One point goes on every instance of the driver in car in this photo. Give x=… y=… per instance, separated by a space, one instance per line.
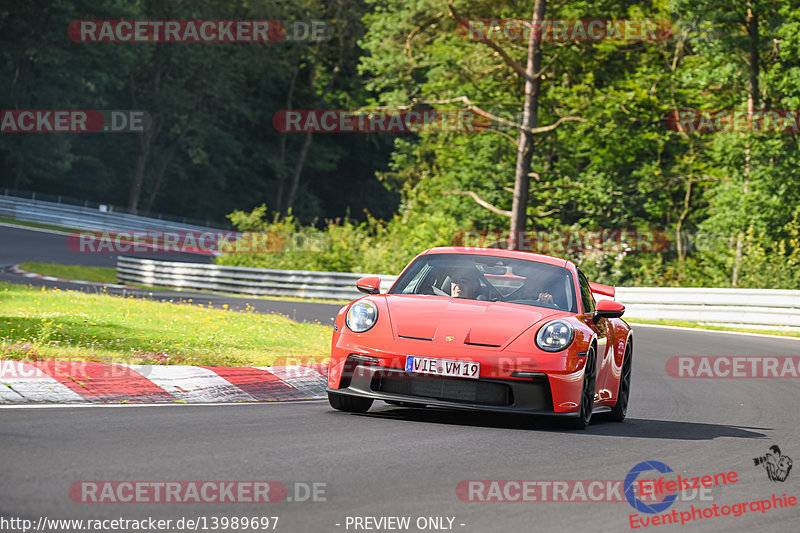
x=534 y=289
x=464 y=283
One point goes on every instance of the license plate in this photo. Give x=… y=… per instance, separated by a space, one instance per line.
x=443 y=367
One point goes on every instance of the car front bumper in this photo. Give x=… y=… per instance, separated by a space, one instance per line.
x=530 y=396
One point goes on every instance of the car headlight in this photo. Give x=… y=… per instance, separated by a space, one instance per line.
x=361 y=316
x=555 y=336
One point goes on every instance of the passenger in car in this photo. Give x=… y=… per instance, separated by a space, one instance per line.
x=534 y=289
x=464 y=283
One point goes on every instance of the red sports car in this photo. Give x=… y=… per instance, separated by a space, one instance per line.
x=486 y=329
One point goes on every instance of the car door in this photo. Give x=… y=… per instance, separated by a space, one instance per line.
x=604 y=347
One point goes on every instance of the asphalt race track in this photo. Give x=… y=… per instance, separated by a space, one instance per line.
x=402 y=462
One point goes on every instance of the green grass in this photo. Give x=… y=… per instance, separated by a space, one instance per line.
x=83 y=273
x=35 y=225
x=684 y=324
x=39 y=324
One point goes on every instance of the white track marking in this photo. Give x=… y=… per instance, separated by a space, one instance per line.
x=24 y=382
x=636 y=325
x=307 y=381
x=192 y=383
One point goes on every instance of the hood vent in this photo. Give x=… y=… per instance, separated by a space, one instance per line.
x=482 y=344
x=414 y=338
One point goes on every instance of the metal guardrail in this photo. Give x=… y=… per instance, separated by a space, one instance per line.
x=728 y=306
x=84 y=217
x=716 y=306
x=182 y=276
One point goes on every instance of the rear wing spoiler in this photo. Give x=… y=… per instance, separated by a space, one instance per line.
x=599 y=288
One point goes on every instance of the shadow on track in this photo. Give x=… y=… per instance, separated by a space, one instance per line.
x=632 y=427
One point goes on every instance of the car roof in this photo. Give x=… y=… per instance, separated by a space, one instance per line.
x=499 y=252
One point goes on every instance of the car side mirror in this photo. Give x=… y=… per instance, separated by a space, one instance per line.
x=608 y=309
x=369 y=285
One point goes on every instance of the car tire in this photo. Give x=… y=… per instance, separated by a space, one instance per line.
x=620 y=410
x=349 y=404
x=587 y=393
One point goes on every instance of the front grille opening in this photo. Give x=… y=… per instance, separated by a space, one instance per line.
x=444 y=388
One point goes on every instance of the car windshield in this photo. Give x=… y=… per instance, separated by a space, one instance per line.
x=480 y=277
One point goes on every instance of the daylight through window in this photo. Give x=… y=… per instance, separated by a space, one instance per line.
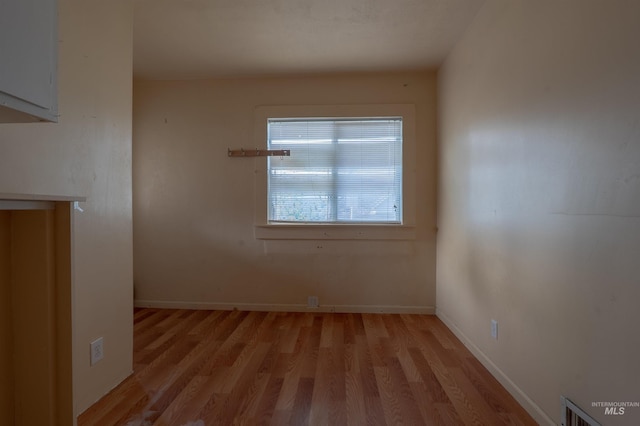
x=346 y=170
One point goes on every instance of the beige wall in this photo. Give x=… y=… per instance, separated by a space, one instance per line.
x=194 y=207
x=88 y=153
x=539 y=199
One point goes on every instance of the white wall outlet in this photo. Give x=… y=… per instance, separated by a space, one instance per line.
x=313 y=302
x=97 y=350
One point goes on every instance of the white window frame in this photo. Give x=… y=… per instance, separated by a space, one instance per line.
x=337 y=231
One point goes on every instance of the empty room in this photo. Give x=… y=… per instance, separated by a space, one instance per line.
x=300 y=212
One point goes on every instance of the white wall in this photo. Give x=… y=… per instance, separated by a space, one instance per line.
x=539 y=199
x=88 y=153
x=194 y=208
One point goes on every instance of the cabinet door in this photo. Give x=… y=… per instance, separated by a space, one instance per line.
x=28 y=50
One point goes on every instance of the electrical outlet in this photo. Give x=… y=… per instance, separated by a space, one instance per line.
x=312 y=302
x=97 y=350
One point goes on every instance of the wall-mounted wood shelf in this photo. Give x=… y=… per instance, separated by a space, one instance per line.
x=258 y=152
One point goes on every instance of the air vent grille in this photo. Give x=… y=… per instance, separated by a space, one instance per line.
x=572 y=415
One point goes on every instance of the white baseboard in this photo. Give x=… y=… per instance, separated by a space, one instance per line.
x=363 y=309
x=527 y=403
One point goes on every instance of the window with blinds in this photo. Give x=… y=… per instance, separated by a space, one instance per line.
x=343 y=170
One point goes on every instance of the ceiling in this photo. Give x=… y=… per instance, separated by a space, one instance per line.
x=190 y=39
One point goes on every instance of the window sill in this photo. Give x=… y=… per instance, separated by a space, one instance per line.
x=308 y=231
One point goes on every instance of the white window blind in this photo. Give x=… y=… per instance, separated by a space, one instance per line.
x=346 y=170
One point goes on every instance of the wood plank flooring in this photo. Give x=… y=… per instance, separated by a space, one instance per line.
x=202 y=368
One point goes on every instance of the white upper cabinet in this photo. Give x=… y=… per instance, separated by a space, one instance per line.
x=28 y=61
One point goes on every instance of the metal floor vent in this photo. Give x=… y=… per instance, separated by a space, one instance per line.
x=572 y=415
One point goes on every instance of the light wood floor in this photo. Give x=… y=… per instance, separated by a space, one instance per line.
x=201 y=368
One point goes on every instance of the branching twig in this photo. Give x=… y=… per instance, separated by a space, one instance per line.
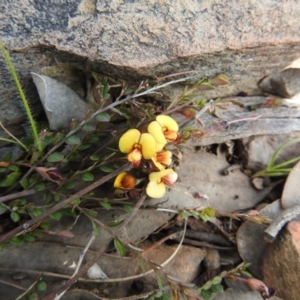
x=13 y=284
x=30 y=288
x=17 y=141
x=17 y=195
x=287 y=215
x=61 y=205
x=85 y=268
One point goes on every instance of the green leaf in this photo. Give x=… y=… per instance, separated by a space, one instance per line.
x=103 y=117
x=58 y=138
x=105 y=204
x=38 y=234
x=88 y=127
x=73 y=156
x=87 y=176
x=207 y=285
x=32 y=296
x=142 y=265
x=106 y=169
x=84 y=146
x=14 y=168
x=24 y=183
x=37 y=211
x=3 y=246
x=41 y=286
x=7 y=156
x=217 y=288
x=94 y=157
x=16 y=240
x=217 y=280
x=73 y=140
x=76 y=201
x=93 y=139
x=35 y=156
x=15 y=216
x=22 y=210
x=95 y=228
x=3 y=209
x=39 y=186
x=120 y=247
x=206 y=294
x=29 y=237
x=56 y=215
x=128 y=208
x=55 y=157
x=90 y=213
x=115 y=223
x=12 y=178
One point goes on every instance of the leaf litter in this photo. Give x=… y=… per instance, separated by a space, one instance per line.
x=206 y=179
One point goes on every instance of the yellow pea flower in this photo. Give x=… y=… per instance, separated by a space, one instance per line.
x=162 y=159
x=124 y=181
x=156 y=187
x=164 y=129
x=137 y=145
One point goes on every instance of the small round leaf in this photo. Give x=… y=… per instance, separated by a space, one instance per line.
x=103 y=117
x=73 y=140
x=87 y=176
x=55 y=157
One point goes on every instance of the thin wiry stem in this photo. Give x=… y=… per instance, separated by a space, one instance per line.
x=22 y=96
x=16 y=141
x=101 y=110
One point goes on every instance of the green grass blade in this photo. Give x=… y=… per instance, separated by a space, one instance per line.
x=22 y=95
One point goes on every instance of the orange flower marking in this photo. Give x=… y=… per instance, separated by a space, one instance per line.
x=162 y=159
x=156 y=187
x=137 y=146
x=125 y=181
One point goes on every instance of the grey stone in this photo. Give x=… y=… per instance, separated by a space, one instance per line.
x=143 y=39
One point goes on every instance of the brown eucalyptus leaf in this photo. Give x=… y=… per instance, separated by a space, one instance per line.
x=200 y=173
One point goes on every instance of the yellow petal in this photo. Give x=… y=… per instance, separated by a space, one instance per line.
x=124 y=181
x=128 y=182
x=164 y=157
x=118 y=180
x=171 y=135
x=158 y=165
x=155 y=130
x=170 y=179
x=148 y=144
x=155 y=190
x=157 y=176
x=168 y=122
x=135 y=155
x=128 y=140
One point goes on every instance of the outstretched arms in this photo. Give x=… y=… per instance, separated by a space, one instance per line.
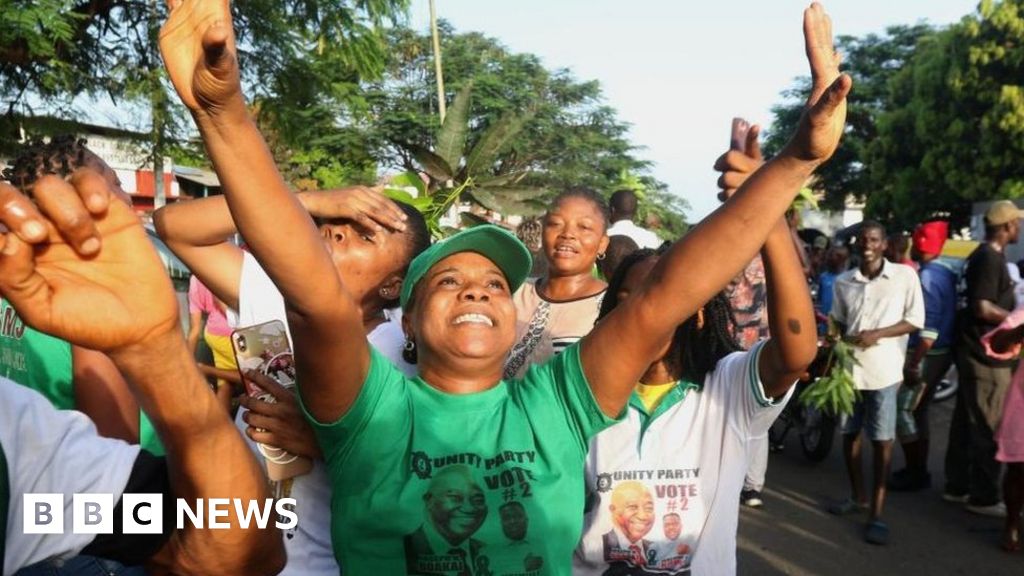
x=90 y=259
x=698 y=265
x=333 y=358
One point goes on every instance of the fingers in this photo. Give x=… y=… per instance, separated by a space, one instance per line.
x=93 y=189
x=19 y=216
x=20 y=284
x=268 y=384
x=365 y=206
x=65 y=208
x=833 y=98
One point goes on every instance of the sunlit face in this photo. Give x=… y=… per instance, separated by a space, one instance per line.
x=573 y=236
x=871 y=244
x=366 y=258
x=633 y=509
x=456 y=505
x=673 y=526
x=463 y=310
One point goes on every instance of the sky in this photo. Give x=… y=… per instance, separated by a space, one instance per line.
x=678 y=71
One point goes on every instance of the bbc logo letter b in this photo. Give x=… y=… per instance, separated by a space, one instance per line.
x=43 y=513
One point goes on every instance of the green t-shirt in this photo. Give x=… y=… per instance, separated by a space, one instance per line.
x=44 y=364
x=485 y=484
x=35 y=360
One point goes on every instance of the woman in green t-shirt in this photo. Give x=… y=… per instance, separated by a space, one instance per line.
x=458 y=470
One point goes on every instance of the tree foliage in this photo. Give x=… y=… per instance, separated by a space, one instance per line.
x=953 y=132
x=871 y=62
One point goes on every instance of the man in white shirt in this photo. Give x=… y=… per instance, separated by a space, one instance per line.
x=877 y=305
x=624 y=207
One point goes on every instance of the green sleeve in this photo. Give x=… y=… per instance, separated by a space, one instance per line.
x=557 y=397
x=381 y=401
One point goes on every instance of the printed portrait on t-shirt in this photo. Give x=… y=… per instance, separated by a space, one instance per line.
x=459 y=534
x=646 y=534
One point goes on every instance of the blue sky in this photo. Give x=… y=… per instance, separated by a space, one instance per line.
x=679 y=71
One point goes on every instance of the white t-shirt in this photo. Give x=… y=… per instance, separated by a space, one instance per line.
x=688 y=463
x=56 y=452
x=643 y=237
x=308 y=544
x=861 y=304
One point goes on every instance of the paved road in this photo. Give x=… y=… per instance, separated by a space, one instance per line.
x=793 y=534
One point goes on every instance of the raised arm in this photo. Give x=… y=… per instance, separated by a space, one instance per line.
x=198 y=232
x=617 y=351
x=107 y=270
x=332 y=357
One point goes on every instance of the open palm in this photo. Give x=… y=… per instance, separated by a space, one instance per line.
x=116 y=298
x=824 y=118
x=198 y=45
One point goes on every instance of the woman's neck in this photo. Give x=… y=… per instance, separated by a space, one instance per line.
x=659 y=373
x=570 y=287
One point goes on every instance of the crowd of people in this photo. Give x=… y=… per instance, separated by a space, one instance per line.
x=579 y=398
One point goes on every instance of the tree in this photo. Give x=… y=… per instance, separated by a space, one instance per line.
x=871 y=60
x=542 y=129
x=954 y=129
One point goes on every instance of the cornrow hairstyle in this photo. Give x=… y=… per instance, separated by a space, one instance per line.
x=585 y=194
x=696 y=346
x=61 y=156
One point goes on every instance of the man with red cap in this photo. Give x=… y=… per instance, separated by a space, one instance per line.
x=929 y=355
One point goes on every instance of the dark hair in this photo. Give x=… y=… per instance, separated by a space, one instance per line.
x=584 y=194
x=416 y=228
x=872 y=224
x=624 y=202
x=61 y=156
x=696 y=346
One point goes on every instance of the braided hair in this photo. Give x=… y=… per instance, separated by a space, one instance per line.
x=699 y=342
x=61 y=156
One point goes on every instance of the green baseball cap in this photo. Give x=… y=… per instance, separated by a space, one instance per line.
x=498 y=244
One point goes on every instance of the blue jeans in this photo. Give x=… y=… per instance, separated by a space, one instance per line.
x=876 y=413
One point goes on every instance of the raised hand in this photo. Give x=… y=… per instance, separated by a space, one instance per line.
x=91 y=276
x=366 y=206
x=736 y=166
x=821 y=126
x=198 y=45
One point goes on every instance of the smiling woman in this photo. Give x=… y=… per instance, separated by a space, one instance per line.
x=421 y=467
x=556 y=311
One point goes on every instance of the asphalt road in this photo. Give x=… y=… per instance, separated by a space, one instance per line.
x=793 y=533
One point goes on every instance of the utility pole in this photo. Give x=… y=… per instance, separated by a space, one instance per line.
x=437 y=60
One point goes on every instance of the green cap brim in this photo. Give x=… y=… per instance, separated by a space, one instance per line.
x=497 y=244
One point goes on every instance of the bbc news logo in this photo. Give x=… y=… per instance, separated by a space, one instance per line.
x=143 y=513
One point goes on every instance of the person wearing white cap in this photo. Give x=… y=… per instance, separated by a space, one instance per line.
x=986 y=297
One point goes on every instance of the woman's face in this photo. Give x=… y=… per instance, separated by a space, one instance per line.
x=368 y=260
x=463 y=311
x=573 y=236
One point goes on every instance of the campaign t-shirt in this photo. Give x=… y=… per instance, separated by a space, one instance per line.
x=35 y=360
x=308 y=543
x=56 y=452
x=985 y=278
x=429 y=483
x=663 y=487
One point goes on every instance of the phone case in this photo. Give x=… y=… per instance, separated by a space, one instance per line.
x=264 y=347
x=740 y=128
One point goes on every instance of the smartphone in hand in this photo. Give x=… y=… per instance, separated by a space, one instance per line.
x=264 y=347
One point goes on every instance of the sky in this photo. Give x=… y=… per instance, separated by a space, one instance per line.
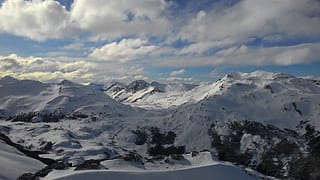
x=188 y=41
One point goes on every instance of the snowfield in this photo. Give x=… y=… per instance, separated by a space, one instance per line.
x=213 y=172
x=14 y=163
x=268 y=122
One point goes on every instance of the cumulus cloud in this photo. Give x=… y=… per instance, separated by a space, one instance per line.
x=103 y=19
x=250 y=55
x=75 y=69
x=36 y=20
x=125 y=50
x=251 y=18
x=44 y=69
x=178 y=72
x=107 y=19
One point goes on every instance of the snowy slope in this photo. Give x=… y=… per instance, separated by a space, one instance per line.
x=213 y=172
x=149 y=95
x=14 y=163
x=63 y=98
x=245 y=115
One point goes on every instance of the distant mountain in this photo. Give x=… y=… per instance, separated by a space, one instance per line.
x=268 y=122
x=147 y=95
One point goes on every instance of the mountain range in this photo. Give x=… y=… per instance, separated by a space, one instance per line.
x=246 y=125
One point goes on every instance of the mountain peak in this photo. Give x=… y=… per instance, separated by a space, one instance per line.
x=137 y=85
x=8 y=79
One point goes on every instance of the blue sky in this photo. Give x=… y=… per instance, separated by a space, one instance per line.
x=164 y=40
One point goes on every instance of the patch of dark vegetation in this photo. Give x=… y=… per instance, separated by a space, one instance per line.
x=162 y=139
x=27 y=176
x=269 y=88
x=134 y=157
x=284 y=154
x=77 y=115
x=142 y=137
x=160 y=150
x=32 y=154
x=296 y=108
x=58 y=165
x=271 y=163
x=47 y=147
x=159 y=144
x=89 y=164
x=37 y=117
x=24 y=117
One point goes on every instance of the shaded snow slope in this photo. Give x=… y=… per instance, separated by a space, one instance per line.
x=211 y=172
x=14 y=163
x=63 y=98
x=243 y=115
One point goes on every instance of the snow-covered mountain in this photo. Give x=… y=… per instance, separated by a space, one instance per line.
x=265 y=121
x=148 y=95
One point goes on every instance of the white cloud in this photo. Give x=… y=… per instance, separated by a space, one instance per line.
◆ ◆ ◆ ◆ ◆
Work to be completed —
Swap "raised arm" for "lifted arm" in the part of the lines that opens with the line containing "One point goes on every instance of the raised arm" and closes with the line containing "x=332 y=357", and give back only that part with everything else unchanged.

Result of the task —
One point goes on every instance of the lifted arm in this photo. Give x=… y=… per instance, separated by a space, one instance per line.
x=198 y=232
x=617 y=351
x=107 y=270
x=332 y=357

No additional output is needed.